Work required:
Write out the data below again, line for line, with no changes.

The data:
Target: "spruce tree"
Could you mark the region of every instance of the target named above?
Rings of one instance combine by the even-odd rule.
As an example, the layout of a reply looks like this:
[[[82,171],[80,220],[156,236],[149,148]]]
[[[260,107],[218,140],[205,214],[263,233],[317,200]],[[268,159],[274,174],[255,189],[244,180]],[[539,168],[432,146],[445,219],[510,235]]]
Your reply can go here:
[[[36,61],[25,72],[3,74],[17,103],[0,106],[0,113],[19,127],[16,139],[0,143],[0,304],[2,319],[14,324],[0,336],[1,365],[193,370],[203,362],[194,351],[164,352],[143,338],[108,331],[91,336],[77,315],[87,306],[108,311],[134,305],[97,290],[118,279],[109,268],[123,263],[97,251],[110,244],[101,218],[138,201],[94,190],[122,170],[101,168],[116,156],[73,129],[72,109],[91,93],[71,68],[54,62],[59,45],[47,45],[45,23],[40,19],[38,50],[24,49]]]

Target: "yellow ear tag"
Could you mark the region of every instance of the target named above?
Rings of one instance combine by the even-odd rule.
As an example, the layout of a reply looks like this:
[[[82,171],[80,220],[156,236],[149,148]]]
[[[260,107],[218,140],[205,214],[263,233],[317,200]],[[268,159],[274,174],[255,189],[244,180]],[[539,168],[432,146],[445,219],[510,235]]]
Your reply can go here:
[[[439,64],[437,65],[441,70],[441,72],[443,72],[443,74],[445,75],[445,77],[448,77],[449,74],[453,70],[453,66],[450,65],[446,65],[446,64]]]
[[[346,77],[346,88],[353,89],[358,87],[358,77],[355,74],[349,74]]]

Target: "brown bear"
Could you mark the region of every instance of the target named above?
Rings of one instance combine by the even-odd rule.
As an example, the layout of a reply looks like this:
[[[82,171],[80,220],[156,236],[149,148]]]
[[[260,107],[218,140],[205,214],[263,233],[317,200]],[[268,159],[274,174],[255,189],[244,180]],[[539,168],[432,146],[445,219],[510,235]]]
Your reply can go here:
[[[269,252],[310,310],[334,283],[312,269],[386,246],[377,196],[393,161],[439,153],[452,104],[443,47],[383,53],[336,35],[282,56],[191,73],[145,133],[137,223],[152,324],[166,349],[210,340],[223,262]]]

Result of the task:
Target: "spruce tree"
Could you mark the region of every instance of the target named above?
Rings of one instance combine by the even-odd rule.
As an example, the layout of a reply looks like this:
[[[82,171],[80,220],[156,236],[149,148]]]
[[[260,107],[218,140],[205,214],[263,233],[317,200]],[[268,159],[274,174],[255,189],[244,180]],[[539,168],[432,146],[445,219],[510,235]]]
Your reply can go here:
[[[36,61],[25,72],[3,74],[17,103],[0,106],[0,113],[19,127],[16,139],[0,143],[0,304],[2,319],[14,324],[0,336],[1,365],[193,370],[203,362],[194,351],[164,352],[143,338],[108,331],[91,336],[77,315],[87,306],[108,311],[134,305],[97,290],[118,279],[109,268],[123,263],[97,251],[110,244],[101,218],[138,201],[94,190],[122,170],[101,168],[116,156],[73,129],[72,109],[91,93],[71,68],[54,62],[59,45],[47,45],[45,23],[40,19],[38,50],[24,49]]]

Target: "yellow ear tag"
Could you mark the region of every instance of the target named above?
Rings of one instance combine by the even-odd rule.
As an example, the layout of a reply looks like this:
[[[82,171],[80,220],[156,236],[149,148]]]
[[[260,107],[218,140],[205,214],[263,233],[317,200]],[[268,159],[274,174],[255,189],[244,180]],[[539,168],[432,146],[445,219],[510,235]]]
Your reply can go here:
[[[439,64],[437,65],[441,70],[441,72],[443,72],[443,74],[445,75],[445,77],[448,77],[449,74],[453,70],[453,66],[450,65],[446,65],[446,64]]]
[[[346,77],[346,88],[353,89],[358,87],[358,77],[355,74],[349,74]]]

Target: "brown bear"
Could you mark the region of every instance of the target named above?
Rings of one instance combine by the even-odd rule.
As an example, the layout of a reply looks like this:
[[[82,171],[80,220],[156,236],[149,148]]]
[[[260,107],[218,140],[205,214],[263,233],[317,200]],[[268,159],[274,174],[255,189],[244,180]],[[539,168],[432,146],[445,219],[510,235]]]
Your reply can go here:
[[[269,252],[310,310],[334,283],[312,269],[386,246],[377,196],[393,161],[439,153],[452,104],[443,47],[383,53],[336,35],[282,56],[191,73],[145,133],[137,223],[152,324],[166,349],[210,340],[223,262]]]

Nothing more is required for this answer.